-- Start Given information --

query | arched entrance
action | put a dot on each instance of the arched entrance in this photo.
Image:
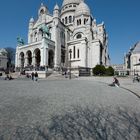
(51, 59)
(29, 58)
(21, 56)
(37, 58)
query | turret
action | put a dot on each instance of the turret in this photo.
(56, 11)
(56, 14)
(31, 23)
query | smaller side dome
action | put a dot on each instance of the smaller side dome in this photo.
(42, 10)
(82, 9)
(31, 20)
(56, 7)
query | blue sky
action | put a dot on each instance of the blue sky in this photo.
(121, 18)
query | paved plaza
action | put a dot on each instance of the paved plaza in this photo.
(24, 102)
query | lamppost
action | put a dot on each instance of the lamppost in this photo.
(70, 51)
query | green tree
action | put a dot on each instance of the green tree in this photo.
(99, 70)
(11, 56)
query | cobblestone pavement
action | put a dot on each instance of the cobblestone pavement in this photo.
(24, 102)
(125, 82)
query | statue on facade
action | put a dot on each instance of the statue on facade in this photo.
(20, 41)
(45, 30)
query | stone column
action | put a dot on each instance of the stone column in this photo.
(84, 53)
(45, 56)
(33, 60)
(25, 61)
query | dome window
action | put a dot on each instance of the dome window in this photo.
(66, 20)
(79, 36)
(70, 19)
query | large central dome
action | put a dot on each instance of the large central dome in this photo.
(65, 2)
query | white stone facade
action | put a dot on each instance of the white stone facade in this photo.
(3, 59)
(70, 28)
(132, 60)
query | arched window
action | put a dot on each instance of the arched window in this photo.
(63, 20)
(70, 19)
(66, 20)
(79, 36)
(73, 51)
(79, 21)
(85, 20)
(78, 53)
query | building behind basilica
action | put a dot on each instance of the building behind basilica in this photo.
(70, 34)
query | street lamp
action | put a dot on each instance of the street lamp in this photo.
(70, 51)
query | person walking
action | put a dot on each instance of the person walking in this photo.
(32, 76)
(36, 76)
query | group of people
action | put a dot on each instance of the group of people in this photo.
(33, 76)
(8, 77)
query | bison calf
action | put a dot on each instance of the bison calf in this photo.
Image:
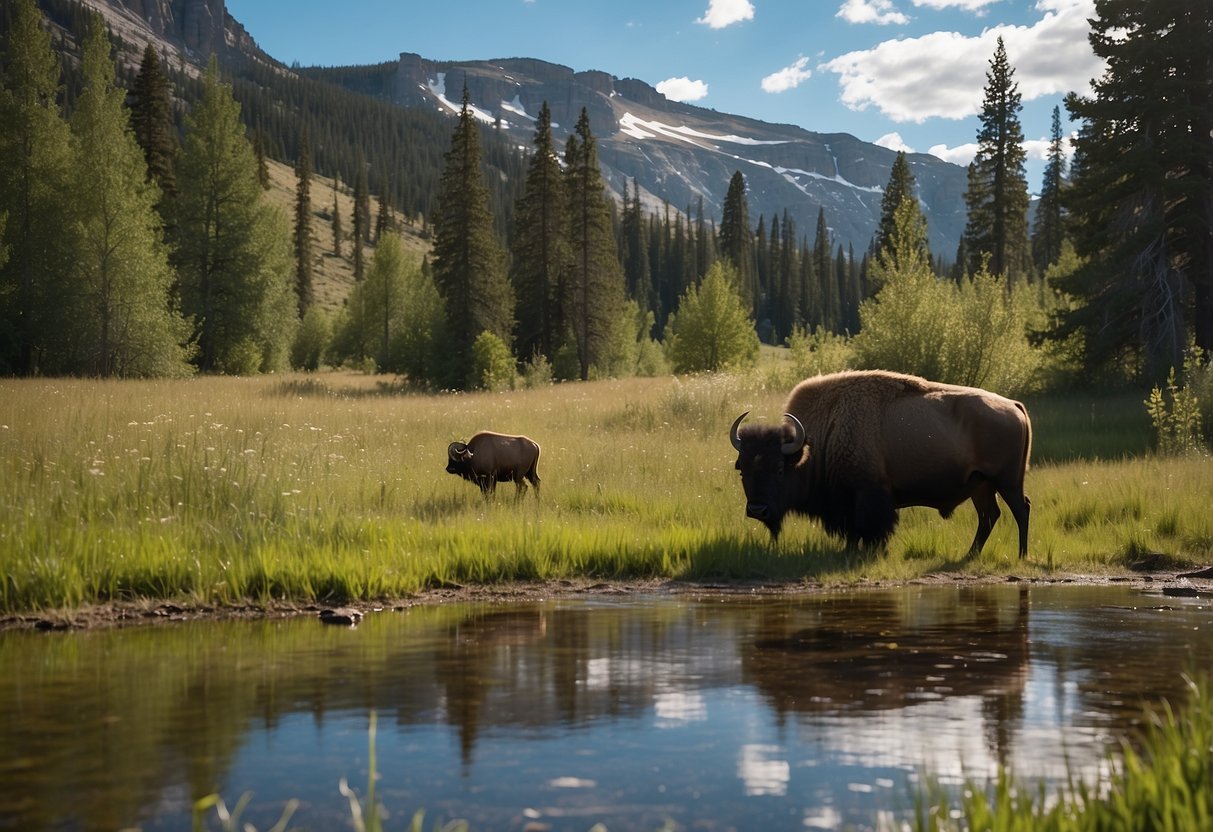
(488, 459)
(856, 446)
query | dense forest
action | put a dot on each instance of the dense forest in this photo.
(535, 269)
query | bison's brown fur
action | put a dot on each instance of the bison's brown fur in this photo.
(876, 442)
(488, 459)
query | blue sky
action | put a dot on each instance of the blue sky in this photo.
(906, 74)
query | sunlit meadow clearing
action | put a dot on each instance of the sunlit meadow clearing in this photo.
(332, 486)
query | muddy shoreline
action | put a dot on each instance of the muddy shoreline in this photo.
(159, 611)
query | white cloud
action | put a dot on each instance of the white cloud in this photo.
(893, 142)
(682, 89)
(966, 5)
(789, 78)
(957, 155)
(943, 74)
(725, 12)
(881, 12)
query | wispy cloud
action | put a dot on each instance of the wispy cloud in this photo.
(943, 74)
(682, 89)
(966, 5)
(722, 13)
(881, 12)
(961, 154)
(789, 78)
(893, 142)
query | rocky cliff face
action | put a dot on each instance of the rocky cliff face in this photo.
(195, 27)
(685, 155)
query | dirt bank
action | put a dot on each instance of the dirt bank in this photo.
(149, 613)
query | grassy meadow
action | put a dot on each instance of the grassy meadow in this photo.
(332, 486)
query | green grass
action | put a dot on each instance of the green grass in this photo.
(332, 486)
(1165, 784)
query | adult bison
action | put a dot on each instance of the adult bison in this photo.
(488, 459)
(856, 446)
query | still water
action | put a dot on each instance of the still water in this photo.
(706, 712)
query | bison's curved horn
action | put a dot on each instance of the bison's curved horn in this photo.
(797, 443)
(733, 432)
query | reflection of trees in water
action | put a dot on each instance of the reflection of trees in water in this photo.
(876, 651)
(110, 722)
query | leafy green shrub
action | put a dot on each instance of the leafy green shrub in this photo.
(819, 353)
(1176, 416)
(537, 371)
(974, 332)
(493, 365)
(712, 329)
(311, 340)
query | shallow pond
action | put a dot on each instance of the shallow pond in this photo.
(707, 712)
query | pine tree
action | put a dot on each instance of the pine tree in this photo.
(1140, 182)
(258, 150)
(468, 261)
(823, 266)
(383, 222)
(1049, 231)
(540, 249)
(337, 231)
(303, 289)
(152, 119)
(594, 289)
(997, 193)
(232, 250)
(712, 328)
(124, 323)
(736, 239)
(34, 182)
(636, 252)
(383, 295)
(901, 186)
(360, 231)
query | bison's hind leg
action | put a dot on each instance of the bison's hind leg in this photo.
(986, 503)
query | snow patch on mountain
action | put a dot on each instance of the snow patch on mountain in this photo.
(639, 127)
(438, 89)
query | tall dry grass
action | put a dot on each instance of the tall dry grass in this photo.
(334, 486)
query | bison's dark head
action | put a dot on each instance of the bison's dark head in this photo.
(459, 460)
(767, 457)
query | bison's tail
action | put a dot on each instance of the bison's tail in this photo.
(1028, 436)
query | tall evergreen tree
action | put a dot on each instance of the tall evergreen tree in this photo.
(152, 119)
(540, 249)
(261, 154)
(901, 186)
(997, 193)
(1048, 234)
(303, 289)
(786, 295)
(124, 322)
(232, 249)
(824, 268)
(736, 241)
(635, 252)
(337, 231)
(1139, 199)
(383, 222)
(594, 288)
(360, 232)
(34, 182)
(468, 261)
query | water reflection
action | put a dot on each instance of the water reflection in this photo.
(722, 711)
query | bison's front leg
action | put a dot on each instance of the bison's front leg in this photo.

-- End Given information --

[Stated exercise]
Copy all the entries word for word. Omit any pictures.

[The completed task]
query | arched entrance
action | put a dot on each instance of the arched entrance in this photo.
Image:
(51, 59)
(29, 58)
(21, 56)
(37, 58)
query | turret
action | put a dot on each instance of the turret in this photo.
(56, 11)
(56, 14)
(31, 23)
query | smaller side dome
action | put a dot on each instance of the smaller side dome in this photo.
(42, 10)
(82, 9)
(31, 20)
(56, 7)
query | blue sky
action | put a dot on each instance of the blue sky in this photo.
(121, 18)
query | paved plaza
action | put a dot on each instance of the paved plaza in this photo.
(24, 102)
query | lamppost
action | put a dot on each instance of the lamppost in this photo.
(70, 51)
query | green tree
action | put a dot on each instance of the green tree in this photo.
(99, 70)
(11, 56)
query | cobblestone pavement
action | put a dot on each instance of the cobblestone pavement in this photo.
(24, 102)
(125, 82)
query | statue on facade
action | put a dot on each instance of the statue on facade in this photo.
(20, 41)
(45, 30)
query | stone column
action | put a dot on each instance of the stone column in this photo.
(84, 53)
(45, 56)
(33, 60)
(25, 61)
query | dome window
action | put a dot on each instance of the dome window in this photo.
(66, 20)
(79, 36)
(70, 19)
query | large central dome
action | put a dot on each instance of the large central dome in this photo.
(65, 2)
query | white stone facade
action | put a dot on each instance of the white stone facade in this photo.
(3, 59)
(70, 28)
(132, 60)
query | arched window
action | put a dot on each instance of the arched window in this photo.
(63, 20)
(70, 19)
(66, 20)
(79, 36)
(73, 51)
(79, 21)
(85, 20)
(78, 53)
query | building behind basilica
action | put a dot on each instance of the building behind basilica in this photo.
(70, 34)
query | street lamp
action | put a dot on each instance of the street lamp in this photo.
(70, 51)
query | person walking
action | put a dot on each instance of the person walking in this photo.
(32, 76)
(36, 76)
query | group of people
action | put a dot on each instance of the group of people in this photo.
(33, 76)
(8, 77)
query | bison calf
action | put a dot on each instance of the bison calf in this photo.
Image:
(488, 459)
(856, 446)
query | dense forest
action | put a dot on each instance of the dense forest in this photo.
(535, 269)
query | bison's brown fur
action | put a dot on each instance of the bison's brown fur in this photo.
(876, 442)
(488, 459)
query | blue sky
action | put a dot on each instance of the blue sky in this photo.
(906, 74)
query | sunlit meadow clearing
action | put a dot on each instance of the sunlit meadow clearing in this photo.
(332, 486)
query | muddy shoreline
action | put a dot on each instance of the muddy shoreline in this photo.
(159, 611)
query | white cloud
action | put a dot on each instance of the white cloud in this photo.
(893, 142)
(682, 89)
(966, 5)
(789, 78)
(957, 155)
(943, 74)
(725, 12)
(881, 12)
query | wispy cloud
action | put a dot on each instance of the wispy cloud in this photo.
(943, 74)
(682, 89)
(966, 5)
(722, 13)
(881, 12)
(961, 154)
(789, 78)
(893, 142)
query | rocky cliff face
action | put a dot on each instance of the rocky cliff face in this photo.
(195, 27)
(685, 155)
query | dirt bank
action | put a dot on each instance of the dirt bank in this photo.
(149, 613)
query | grassy meadow
action | put a dot on each instance of the grassy meadow in this photo.
(332, 486)
query | green grass
action | put a dot on each instance of the green grass in this photo.
(332, 486)
(1165, 784)
query | adult bison
action | put a dot on each instance of the adult bison in this photo.
(488, 459)
(856, 446)
query | still water
action | put a dot on each instance of the still water in this photo.
(706, 712)
query | bison's curved horn
action | put a dot on each instance of the bison's curved horn in this photo.
(797, 443)
(733, 432)
query | reflection of trees in water
action | put a dot on each instance of the reflection of trees in water in this photo.
(876, 651)
(110, 722)
query | leafy green shrub
action | put a dot on each instance of the leafy green shrub in this photo.
(819, 353)
(1176, 416)
(537, 371)
(974, 332)
(493, 365)
(712, 329)
(311, 340)
query | shallow pond
action | put a dot on each instance of the shallow pond in this photo.
(707, 712)
query | pine tree
action | put a dot on each instance of the pine tree in this photo.
(1140, 182)
(258, 150)
(468, 261)
(823, 266)
(383, 222)
(1049, 231)
(540, 249)
(337, 231)
(303, 289)
(152, 119)
(594, 289)
(997, 193)
(232, 250)
(712, 328)
(124, 323)
(736, 239)
(34, 182)
(636, 252)
(383, 295)
(901, 186)
(360, 231)
query | bison's hind leg
action | put a dot on each instance of the bison's hind leg in this photo.
(986, 503)
query | snow patch on mountain
action | put a dot on each instance of the snow patch on mountain in this photo.
(639, 127)
(438, 89)
query | tall dry grass
action | put a dot on each instance of the tall dry grass in this photo.
(334, 486)
query | bison's dark head
action | put a dot on each instance of the bison's dark head in this photo.
(459, 460)
(767, 457)
query | bison's tail
action | put a dot on each instance of the bison's tail in this photo.
(1028, 436)
query | tall evergreen tree
action | put a dot on each instance of the tall evergreen tree in this photo.
(152, 119)
(540, 249)
(261, 154)
(901, 186)
(997, 193)
(1048, 234)
(303, 289)
(786, 295)
(124, 322)
(232, 249)
(824, 268)
(736, 241)
(635, 252)
(337, 231)
(1139, 199)
(383, 222)
(594, 288)
(360, 232)
(34, 182)
(468, 261)
query | water reflection
action | put a dot on each instance of the water reflection in this photo.
(722, 711)
query | bison's front leg
action | put a dot on each instance of the bison's front leg in this photo.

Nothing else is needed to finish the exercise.